Pointing and labeling entries
┄┄┄┄┄┄┄┄┄┄

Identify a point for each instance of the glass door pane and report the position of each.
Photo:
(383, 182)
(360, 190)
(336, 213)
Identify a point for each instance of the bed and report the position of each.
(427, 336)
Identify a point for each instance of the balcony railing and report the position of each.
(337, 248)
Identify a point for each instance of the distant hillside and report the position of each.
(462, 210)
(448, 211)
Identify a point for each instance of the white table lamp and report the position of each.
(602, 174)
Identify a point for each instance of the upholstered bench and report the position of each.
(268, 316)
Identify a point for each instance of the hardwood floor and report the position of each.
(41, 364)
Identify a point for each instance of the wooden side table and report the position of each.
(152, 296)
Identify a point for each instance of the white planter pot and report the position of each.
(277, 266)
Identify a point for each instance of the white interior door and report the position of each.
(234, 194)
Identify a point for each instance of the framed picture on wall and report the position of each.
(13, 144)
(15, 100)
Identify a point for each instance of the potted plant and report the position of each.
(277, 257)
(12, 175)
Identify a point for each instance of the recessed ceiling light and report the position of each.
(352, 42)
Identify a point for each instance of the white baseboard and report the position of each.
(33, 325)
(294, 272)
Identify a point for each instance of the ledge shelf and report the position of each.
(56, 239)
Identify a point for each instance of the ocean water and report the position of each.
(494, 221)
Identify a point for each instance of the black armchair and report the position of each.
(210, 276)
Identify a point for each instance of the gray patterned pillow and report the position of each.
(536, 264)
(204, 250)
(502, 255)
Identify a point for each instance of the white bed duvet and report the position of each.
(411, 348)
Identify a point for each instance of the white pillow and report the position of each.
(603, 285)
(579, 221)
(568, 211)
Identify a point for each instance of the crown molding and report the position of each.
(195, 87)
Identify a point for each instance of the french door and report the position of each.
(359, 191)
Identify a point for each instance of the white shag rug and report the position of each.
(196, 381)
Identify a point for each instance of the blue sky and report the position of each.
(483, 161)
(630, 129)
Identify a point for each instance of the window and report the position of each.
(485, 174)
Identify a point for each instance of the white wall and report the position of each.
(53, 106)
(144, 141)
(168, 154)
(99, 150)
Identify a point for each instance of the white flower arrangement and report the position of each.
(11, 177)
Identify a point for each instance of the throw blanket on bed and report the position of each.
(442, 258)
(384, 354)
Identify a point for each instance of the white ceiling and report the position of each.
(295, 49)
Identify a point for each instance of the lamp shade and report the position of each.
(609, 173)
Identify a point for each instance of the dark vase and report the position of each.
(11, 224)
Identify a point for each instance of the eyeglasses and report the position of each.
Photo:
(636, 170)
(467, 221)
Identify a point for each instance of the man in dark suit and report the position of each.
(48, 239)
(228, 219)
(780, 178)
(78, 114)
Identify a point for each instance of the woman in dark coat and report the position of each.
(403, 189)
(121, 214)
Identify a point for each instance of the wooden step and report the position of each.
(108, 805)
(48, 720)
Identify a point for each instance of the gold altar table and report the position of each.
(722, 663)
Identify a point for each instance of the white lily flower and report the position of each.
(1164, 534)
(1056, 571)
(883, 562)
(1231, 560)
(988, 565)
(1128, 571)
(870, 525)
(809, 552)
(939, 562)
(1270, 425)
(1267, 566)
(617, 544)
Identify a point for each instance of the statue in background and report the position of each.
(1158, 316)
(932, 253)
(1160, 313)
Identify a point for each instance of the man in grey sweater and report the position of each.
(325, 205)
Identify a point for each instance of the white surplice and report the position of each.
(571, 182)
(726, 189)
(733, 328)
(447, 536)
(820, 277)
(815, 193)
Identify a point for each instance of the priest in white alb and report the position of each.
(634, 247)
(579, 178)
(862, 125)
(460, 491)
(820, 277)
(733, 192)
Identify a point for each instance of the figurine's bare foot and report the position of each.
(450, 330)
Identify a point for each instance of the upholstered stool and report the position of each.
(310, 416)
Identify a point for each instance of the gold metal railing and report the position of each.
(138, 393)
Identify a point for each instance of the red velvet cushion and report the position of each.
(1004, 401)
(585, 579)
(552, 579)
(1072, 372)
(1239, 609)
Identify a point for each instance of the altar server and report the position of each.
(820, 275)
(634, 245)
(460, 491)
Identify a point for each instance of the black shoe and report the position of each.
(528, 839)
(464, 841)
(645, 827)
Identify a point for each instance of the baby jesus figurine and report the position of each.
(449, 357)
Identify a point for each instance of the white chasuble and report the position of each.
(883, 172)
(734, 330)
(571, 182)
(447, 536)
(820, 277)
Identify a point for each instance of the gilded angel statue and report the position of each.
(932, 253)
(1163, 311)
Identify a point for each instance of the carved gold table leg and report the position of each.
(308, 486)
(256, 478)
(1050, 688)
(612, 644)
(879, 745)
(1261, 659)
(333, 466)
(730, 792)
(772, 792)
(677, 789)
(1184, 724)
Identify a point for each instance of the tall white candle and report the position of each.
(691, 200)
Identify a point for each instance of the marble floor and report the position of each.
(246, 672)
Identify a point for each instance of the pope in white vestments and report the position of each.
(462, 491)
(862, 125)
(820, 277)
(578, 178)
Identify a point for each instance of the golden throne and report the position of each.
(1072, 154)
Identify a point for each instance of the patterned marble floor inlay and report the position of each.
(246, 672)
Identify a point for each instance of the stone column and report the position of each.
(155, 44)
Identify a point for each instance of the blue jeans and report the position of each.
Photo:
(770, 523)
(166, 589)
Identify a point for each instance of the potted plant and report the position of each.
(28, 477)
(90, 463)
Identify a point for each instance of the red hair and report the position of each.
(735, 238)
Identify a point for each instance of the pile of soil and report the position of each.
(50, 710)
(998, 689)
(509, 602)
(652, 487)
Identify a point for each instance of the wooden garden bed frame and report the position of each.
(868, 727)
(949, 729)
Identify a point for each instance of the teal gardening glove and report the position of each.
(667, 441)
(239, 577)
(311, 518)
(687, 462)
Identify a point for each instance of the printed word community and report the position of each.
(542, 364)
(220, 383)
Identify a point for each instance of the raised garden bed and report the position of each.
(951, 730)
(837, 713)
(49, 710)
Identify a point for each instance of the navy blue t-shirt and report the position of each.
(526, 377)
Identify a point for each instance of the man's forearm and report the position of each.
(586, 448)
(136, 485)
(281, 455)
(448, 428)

┄┄┄┄┄┄┄┄┄┄

• REQUEST: Every line from the one containing "Identify a point for each instance of the tall" through the end of the entries above must be echoed exactly, with both ends kept.

• RESULT OF THE TASK:
Identify a point for each instance of the tall white candle and report the position of each.
(691, 200)
Identify a point for each instance of the marble floor and report the position of each.
(246, 672)
Identify a point for each instance of the pope in white vestments and report the position of each.
(462, 491)
(862, 125)
(820, 277)
(578, 178)
Identify a point for each instance of the golden throne and report the position of each.
(1072, 154)
Identify a point for each instance of the patterned marble floor inlay and report the position of each.
(246, 672)
Identify a point for each instance of the stone column and report the position of each.
(155, 44)
Identify a point for each instance of the blue jeans and report the position of each.
Photo:
(770, 523)
(166, 589)
Identify a point for each instance of the potted plant and report the position of each.
(28, 477)
(90, 463)
Identify a point for each instance of the red hair and report the position of each.
(735, 238)
Identify a point for each instance of the pile of soil and report the position of each.
(50, 710)
(998, 689)
(509, 602)
(652, 487)
Identify a point for each instance of the wooden garden bed frame and report the position of each.
(868, 727)
(949, 729)
Identify a point for each instance of the teal gardening glove and report the position of each.
(667, 441)
(239, 577)
(311, 518)
(687, 462)
Identify a point for each instance of the printed word community and report the position of each.
(542, 364)
(220, 383)
Identify a point for each instance of the raised garden bed and report the position of each.
(951, 730)
(837, 713)
(49, 710)
Identify a point for each instance of the navy blue t-shirt and report the position of each.
(526, 377)
Identify a point for each instance of the man's forearm and report the position of each.
(586, 448)
(136, 485)
(281, 455)
(448, 428)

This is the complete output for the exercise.